= Task statement =
List the names of all functions defined with def in the web-scraping excerpt below.

= Source document =
_ _ _ _ _
The above function retrieve the url of specific subpages of the title, allowing us to send follow up requests and extract data from these subpages.

# Helper function to try get request; if fail 3 times log the title id in .csv file
def get_request(link, req_head, anime_id):
    for _ in range(3):
        try:
            data = requests.get(link, headers=req_head)
            if data.status_code !=200:
                sleep()
                continue
            else:
                return data
        except:
            buffer_t = random.random() * (40) + 100
            time.sleep(buffer_t)
            continue
    print(f"Error with Title Id {anime_id}")
    if not 'log_id.csv' in os.listdir():
        with open('log_id.csv','w', encoding='utf-8') as f:
            writer = csv.writer(f, delimiter='|',lineterminator='\n')
            headers = ['MAL_Id', 'URL']
            writer.writerow([anime_id, link])
    with open('log_id.csv','a', encoding='utf-8') as f:
        writer = csv.writer(f, delimiter='|',lineterminator='\n')
        writer.writerow([anime_id, link])

The function above contains some logic to handle exceptions or error codes when sending our GET requests. If we suspect any rate limiting from the website’s end we will pause our requests for approximately 2 minutes to avoid getting banned. Should no proper response be received after 3 requests for the title we will log the title and subpage url into a .csv file for further investigation.

# Extract 1st page of reviews
def get_reviews(link, anime_id):
    sleep()
    review_link = f"{link}?p=1"
    #data = requests.get(review_link, header=req_head)
    data = get_request(review_link, req_head, anime_id)
    if data is None:
        return ['Error'],['Error']
    soup = BeautifulSoup(data.text, "html.parser")
    tags = soup.find_all("div", class_ = "tags")
    reviews = soup.find_all("div", class_="text")
    return tags, reviews

# Function to format reviews+tags
def get_review_tags(soup_tags, soup_reviews, anime_id):
    extra_tags = ['Funny','Informative','Well-written','Creative','Preliminary']
    review_tags = []
    output = []
    soup_reviews = [r.get_text() for r in soup_reviews]
    for soup_tag in soup_tags:
        curr_tags = []
        tags = soup_tag.text
        #tags = re.findall('[A-Z][^A-Z]*', tags)
        if 'Not' in tags:
            curr_tags.append("Not-Recommended")
        elif "Mixed" in tags:
            curr_tags.append("Mixed-Feelings")
_ _ _ _ _
= Data rows =
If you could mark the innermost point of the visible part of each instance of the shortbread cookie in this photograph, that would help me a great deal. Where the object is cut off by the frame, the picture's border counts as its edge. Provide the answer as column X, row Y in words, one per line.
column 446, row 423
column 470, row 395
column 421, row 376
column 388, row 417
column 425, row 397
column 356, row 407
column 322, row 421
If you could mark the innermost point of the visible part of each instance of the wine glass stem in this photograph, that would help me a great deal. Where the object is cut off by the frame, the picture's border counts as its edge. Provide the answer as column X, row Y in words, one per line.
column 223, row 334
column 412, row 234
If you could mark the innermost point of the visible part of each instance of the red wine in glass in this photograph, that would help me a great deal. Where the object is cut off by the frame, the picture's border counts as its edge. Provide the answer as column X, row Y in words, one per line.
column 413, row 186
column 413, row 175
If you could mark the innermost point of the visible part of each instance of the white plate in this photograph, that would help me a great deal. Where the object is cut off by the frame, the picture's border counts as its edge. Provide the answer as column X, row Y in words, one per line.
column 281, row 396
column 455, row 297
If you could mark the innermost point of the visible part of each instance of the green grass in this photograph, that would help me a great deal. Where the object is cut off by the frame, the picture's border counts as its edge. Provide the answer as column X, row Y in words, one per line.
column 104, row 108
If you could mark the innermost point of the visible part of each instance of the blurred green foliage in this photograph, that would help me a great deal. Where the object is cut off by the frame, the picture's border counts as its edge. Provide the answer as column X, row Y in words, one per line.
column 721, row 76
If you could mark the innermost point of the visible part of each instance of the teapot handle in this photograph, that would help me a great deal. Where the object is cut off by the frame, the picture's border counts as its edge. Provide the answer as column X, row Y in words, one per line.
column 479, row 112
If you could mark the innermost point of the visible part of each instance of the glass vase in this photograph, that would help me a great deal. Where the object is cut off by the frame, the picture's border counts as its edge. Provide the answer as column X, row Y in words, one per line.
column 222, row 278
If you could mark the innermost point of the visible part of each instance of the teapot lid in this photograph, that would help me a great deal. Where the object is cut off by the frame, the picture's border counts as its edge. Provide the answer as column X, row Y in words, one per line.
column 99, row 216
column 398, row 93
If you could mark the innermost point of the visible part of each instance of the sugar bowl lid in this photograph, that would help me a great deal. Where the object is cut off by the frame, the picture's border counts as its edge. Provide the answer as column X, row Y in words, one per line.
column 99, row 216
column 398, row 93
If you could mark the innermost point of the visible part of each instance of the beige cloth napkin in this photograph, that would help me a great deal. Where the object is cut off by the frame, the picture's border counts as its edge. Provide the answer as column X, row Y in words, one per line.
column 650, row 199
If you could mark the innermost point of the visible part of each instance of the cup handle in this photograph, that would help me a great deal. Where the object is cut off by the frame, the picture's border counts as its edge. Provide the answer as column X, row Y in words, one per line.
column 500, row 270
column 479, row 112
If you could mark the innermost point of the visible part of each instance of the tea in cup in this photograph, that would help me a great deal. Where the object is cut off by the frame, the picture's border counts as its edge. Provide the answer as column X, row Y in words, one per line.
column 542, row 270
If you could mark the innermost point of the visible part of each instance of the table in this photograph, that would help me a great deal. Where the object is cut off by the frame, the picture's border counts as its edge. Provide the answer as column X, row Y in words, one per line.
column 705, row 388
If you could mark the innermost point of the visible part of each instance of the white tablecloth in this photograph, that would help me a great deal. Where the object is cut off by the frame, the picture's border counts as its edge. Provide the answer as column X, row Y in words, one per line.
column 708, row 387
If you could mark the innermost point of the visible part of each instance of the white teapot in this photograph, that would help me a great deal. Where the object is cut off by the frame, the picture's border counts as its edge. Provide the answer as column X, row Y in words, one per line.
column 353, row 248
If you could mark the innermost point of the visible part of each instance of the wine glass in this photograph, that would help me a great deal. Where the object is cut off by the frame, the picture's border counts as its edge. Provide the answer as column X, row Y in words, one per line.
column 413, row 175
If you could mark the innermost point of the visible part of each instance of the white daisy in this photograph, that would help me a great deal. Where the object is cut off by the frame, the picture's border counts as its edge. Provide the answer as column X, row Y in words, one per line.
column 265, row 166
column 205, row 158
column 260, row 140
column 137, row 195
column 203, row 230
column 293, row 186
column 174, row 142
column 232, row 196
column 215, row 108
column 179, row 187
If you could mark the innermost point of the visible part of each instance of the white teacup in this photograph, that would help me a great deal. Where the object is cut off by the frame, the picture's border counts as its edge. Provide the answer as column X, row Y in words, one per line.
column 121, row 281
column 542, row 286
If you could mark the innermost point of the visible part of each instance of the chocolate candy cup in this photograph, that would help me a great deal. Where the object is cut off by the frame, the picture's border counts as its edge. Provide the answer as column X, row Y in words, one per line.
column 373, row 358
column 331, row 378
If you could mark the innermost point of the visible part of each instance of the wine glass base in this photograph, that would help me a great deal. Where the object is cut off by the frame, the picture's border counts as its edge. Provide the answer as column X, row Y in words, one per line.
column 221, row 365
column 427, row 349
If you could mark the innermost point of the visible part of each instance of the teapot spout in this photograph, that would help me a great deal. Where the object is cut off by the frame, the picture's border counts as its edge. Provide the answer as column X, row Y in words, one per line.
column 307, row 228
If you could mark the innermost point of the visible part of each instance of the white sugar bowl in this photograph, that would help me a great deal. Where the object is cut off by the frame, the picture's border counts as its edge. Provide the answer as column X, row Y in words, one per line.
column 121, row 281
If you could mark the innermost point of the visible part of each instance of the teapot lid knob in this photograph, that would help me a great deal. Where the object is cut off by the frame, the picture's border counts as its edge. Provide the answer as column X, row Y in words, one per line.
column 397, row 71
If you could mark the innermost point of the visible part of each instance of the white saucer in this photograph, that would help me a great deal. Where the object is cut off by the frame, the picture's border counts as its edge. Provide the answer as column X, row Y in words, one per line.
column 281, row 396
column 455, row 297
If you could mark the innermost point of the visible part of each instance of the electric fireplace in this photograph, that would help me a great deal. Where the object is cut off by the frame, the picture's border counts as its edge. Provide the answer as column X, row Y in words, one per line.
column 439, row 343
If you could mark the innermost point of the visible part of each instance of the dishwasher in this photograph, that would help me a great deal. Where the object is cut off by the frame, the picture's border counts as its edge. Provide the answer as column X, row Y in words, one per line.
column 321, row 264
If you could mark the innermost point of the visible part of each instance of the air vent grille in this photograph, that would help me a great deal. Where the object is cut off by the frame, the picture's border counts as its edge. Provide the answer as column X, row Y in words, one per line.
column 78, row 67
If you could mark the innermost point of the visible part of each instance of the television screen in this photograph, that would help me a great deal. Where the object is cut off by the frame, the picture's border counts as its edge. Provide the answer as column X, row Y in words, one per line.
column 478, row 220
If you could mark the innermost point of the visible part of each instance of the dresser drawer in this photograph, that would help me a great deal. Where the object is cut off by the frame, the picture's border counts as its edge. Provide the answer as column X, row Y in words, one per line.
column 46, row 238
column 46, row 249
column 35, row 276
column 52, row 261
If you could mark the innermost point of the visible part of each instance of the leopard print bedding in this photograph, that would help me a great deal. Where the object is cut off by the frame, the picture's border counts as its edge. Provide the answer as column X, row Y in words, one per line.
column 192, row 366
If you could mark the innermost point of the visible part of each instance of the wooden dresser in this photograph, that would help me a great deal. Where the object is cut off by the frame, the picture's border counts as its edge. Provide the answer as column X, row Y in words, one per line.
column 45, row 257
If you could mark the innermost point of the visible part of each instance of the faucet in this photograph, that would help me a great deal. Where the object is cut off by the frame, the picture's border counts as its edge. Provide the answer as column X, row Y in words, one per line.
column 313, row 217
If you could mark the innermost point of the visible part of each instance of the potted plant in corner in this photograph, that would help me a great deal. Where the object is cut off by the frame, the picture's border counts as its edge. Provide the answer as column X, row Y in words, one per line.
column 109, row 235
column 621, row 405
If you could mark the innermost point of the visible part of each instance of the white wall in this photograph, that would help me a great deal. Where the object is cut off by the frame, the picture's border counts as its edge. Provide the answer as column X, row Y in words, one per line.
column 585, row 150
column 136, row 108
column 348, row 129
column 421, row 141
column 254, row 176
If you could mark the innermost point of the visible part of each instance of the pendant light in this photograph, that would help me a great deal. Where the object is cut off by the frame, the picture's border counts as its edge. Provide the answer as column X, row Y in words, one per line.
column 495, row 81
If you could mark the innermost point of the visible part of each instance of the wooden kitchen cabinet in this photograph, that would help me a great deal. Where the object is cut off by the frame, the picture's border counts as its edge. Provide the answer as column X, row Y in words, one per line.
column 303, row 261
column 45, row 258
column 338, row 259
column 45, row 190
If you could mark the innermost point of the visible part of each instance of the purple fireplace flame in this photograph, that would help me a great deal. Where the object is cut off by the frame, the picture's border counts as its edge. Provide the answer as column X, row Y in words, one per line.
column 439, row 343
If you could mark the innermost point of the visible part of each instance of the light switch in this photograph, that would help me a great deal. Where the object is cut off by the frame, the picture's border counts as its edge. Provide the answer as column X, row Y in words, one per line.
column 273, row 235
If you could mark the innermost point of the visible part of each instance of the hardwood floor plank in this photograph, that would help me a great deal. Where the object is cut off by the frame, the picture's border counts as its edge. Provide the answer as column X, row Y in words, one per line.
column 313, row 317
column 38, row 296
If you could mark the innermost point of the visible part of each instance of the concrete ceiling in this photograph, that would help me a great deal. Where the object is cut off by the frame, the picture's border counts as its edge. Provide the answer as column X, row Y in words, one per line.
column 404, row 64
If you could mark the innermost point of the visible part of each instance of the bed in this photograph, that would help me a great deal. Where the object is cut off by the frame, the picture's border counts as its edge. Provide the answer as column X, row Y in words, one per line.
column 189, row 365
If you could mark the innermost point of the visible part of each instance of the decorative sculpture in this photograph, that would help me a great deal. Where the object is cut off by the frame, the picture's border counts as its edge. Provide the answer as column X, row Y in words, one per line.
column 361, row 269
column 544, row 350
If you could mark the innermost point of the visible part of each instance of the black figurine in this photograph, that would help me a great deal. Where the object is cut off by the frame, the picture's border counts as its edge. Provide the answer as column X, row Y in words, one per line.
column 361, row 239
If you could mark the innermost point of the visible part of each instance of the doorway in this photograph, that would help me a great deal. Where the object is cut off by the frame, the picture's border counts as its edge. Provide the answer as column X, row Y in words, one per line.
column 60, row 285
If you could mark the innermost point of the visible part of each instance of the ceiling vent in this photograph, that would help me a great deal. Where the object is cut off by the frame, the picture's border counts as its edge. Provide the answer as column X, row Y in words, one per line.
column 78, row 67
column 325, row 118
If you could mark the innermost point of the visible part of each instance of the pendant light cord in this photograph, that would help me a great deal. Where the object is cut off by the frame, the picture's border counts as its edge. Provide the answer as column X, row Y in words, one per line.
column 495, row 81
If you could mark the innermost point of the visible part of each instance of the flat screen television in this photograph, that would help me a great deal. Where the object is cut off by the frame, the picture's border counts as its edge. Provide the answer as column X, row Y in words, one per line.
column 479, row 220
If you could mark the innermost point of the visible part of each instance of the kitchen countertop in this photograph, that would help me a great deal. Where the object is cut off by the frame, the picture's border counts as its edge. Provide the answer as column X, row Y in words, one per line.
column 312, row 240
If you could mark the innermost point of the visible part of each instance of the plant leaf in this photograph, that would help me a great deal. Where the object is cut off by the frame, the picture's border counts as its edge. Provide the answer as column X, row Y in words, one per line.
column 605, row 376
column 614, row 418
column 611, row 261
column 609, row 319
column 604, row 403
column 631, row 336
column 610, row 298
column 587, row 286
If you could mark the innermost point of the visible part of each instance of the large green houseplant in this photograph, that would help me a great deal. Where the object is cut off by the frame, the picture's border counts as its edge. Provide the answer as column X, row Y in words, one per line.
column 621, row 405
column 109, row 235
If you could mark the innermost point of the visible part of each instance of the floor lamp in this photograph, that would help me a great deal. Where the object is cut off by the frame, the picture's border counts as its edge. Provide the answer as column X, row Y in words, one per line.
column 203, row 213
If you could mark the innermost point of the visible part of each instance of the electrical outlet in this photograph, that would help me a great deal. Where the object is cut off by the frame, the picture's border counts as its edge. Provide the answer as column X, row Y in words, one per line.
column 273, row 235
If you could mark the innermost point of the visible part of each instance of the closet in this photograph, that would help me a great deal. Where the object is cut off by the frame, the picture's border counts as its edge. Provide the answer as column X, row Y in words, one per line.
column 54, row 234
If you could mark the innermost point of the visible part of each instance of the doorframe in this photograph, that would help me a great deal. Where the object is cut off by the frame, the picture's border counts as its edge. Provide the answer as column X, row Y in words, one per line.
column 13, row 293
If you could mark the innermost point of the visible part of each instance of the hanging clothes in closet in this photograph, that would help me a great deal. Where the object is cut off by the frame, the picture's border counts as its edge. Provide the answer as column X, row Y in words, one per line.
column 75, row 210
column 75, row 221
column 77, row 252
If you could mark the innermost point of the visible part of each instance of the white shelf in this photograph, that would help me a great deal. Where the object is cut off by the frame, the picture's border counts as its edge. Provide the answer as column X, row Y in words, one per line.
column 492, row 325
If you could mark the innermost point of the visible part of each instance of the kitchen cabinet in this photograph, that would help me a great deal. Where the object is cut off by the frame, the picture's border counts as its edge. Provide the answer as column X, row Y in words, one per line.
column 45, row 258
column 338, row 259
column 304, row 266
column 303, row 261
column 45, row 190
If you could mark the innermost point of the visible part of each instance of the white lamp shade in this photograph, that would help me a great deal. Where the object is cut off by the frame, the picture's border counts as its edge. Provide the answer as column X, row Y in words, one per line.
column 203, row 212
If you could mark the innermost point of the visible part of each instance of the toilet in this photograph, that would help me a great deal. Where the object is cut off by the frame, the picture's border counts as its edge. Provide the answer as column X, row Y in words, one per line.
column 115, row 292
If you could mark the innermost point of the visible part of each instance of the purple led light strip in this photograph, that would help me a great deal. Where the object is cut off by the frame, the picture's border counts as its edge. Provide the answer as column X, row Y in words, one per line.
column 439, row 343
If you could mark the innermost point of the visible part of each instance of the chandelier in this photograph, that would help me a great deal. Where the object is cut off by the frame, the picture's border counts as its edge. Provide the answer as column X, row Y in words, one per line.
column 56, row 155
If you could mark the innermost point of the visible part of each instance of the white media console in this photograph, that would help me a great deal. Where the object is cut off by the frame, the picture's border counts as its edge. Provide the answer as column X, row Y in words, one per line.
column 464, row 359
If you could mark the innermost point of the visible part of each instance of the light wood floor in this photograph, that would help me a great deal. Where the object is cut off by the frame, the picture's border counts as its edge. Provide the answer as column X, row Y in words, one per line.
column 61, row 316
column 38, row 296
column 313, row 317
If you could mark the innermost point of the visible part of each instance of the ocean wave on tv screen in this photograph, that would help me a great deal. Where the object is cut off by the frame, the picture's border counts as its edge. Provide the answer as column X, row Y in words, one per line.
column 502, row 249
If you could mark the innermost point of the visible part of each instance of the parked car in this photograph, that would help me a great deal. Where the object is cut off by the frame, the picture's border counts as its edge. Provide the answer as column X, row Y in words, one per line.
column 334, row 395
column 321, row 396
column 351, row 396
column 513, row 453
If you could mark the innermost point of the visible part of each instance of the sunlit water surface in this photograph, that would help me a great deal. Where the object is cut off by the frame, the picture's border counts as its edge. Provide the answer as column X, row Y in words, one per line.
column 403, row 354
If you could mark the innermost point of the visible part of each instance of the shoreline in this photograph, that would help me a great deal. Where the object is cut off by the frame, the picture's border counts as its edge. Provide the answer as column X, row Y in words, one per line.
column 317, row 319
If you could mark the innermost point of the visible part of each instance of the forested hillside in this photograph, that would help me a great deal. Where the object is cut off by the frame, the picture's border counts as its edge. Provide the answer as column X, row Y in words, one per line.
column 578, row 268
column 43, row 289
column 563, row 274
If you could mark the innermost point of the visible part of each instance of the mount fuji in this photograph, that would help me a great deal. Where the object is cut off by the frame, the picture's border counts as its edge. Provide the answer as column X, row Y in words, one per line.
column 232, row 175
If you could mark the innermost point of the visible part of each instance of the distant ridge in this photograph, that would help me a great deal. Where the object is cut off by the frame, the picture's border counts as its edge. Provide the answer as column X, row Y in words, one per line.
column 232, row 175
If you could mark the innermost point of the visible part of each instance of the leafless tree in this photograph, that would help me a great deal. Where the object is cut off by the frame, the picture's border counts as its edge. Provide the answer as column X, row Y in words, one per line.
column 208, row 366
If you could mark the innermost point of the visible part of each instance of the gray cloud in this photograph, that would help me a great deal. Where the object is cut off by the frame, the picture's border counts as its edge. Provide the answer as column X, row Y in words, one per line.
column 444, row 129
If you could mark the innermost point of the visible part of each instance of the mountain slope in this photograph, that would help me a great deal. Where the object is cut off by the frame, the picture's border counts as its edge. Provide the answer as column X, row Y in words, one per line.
_ _ _ _ _
= Response to this exercise =
get_request, get_reviews, get_review_tags